▶ **What you will do**
Exact transcript, pictures excluded: write out every record below.

▶ **Provided records**

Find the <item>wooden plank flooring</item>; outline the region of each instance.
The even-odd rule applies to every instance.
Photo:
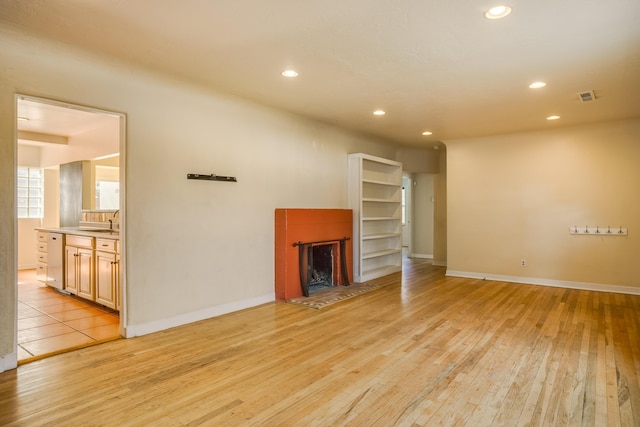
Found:
[[[640,297],[444,277],[0,374],[0,425],[638,426]]]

▶ **Answer for this exercise**
Find the <item>wooden plank flooring</item>; outline the region of each instance.
The even-odd rule applies to every instance.
Photo:
Found:
[[[640,297],[444,277],[0,374],[0,425],[638,426]]]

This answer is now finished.